# TASK STATEMENT
Which lines in the items below contain the string "blue"? Report each of those lines in full, and treat case as significant.

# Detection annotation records
-*-*-
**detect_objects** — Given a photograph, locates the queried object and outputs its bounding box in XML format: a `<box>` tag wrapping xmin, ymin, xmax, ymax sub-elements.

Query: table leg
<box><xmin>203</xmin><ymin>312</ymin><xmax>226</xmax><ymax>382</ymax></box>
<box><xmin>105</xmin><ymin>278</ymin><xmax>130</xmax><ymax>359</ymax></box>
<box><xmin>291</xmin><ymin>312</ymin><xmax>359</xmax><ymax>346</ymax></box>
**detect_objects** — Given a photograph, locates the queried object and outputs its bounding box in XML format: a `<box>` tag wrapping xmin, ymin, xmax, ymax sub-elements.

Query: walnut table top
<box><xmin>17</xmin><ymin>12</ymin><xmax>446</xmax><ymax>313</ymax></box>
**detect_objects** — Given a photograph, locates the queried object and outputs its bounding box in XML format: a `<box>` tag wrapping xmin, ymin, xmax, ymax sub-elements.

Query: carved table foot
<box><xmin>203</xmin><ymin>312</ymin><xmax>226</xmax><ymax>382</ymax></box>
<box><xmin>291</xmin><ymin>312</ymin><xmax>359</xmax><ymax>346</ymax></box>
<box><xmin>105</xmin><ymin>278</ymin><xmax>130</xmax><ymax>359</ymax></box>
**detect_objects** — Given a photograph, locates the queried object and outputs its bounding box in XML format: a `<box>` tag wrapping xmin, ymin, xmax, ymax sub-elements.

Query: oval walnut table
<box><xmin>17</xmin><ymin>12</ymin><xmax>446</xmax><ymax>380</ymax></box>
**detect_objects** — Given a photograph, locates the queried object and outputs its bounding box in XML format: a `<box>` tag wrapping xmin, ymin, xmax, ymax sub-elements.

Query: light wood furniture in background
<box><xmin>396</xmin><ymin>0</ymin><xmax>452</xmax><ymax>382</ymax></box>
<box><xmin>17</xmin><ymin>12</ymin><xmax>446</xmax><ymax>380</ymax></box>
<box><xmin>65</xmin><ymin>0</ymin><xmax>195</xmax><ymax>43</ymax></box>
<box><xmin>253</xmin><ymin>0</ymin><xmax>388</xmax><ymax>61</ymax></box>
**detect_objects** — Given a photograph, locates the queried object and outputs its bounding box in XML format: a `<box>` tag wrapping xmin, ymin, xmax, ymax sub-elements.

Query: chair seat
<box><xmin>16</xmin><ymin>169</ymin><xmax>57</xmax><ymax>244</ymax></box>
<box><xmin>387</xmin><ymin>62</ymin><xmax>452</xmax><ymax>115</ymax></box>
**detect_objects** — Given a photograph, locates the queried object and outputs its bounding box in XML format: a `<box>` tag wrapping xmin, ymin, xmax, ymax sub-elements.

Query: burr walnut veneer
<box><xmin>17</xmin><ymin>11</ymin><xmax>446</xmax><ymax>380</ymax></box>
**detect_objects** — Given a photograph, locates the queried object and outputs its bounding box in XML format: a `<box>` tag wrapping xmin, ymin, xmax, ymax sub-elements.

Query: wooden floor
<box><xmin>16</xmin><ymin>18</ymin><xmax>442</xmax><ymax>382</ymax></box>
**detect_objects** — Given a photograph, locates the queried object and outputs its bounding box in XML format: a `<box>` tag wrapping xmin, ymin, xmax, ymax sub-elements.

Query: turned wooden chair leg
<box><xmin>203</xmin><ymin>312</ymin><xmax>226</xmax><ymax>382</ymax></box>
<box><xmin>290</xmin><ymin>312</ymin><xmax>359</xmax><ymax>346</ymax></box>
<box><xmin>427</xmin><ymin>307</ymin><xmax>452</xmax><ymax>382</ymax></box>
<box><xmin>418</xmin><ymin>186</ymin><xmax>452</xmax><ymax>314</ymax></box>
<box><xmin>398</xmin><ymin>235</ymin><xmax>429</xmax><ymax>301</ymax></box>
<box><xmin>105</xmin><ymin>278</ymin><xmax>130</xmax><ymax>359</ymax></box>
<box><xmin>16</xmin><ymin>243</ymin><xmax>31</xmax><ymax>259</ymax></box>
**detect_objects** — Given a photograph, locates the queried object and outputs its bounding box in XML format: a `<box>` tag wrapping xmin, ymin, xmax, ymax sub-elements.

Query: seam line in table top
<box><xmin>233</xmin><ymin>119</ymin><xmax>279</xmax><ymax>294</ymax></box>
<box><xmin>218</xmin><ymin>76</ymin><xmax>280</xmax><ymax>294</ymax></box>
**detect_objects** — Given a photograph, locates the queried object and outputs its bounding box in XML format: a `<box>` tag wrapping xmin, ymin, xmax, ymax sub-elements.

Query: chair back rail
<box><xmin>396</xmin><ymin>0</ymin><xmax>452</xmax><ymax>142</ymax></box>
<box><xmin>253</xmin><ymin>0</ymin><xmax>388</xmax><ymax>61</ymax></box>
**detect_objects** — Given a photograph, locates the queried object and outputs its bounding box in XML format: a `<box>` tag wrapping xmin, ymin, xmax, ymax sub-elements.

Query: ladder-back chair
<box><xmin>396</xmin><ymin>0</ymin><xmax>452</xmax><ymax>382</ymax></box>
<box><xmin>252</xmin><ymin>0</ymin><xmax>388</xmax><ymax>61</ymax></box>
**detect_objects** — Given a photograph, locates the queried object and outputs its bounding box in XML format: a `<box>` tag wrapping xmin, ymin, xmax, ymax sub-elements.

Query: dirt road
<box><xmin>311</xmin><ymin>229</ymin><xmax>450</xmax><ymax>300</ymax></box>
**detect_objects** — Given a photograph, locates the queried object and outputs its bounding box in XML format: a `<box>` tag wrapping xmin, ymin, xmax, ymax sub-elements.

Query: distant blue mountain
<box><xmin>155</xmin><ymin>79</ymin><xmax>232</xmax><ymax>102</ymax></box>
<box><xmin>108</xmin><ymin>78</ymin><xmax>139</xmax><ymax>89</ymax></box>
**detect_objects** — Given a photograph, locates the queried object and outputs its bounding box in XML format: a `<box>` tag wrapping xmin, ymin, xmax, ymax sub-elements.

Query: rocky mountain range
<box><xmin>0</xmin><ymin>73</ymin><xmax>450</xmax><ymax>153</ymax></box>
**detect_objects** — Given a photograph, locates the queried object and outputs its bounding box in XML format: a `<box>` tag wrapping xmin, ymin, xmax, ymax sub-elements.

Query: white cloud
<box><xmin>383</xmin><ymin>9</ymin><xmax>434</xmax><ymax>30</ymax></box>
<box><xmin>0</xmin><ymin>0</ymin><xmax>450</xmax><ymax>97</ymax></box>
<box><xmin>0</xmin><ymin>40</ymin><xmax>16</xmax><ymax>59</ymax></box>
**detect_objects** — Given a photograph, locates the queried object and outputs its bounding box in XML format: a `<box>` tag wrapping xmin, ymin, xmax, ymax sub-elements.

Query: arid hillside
-*-*-
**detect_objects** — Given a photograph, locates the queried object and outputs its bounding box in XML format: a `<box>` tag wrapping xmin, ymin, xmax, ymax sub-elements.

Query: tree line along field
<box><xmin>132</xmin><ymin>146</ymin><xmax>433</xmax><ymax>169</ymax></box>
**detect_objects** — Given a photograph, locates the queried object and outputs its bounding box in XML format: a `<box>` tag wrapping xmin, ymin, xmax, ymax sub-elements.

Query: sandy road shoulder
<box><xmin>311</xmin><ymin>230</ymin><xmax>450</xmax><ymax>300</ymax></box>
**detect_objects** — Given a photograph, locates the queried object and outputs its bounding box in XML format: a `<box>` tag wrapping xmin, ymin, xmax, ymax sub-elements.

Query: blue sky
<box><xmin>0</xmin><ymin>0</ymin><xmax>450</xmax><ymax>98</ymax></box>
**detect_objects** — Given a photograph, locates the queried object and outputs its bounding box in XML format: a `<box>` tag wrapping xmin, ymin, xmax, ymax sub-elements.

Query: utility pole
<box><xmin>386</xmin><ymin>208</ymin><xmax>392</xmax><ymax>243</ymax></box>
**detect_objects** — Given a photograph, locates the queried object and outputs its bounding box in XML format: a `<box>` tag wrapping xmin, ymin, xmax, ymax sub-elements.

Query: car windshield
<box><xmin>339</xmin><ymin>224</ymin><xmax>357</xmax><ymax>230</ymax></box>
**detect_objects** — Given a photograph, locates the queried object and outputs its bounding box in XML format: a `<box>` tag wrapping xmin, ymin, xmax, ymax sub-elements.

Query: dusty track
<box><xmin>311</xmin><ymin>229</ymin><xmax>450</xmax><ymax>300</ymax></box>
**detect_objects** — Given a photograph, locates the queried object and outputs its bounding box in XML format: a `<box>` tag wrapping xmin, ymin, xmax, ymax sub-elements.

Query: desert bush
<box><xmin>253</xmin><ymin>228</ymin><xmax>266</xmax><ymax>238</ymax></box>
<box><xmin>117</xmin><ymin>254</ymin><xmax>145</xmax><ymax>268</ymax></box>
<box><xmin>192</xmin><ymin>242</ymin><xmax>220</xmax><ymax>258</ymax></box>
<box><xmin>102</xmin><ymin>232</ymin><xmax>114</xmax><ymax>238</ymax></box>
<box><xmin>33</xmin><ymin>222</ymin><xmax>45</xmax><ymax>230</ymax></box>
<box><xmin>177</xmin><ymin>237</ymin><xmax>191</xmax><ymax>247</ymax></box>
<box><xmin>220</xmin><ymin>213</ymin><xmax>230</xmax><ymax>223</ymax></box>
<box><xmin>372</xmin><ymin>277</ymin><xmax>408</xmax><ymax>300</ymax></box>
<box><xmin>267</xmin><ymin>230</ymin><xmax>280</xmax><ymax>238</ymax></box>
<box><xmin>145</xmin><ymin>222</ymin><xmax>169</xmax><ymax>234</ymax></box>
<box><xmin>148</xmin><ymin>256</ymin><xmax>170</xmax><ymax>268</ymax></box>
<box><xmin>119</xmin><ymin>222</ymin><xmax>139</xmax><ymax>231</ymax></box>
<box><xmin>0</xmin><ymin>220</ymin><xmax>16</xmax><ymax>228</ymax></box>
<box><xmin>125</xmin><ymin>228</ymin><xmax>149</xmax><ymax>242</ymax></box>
-*-*-
# THE RESULT
Query: distant blue mountain
Query: blue sky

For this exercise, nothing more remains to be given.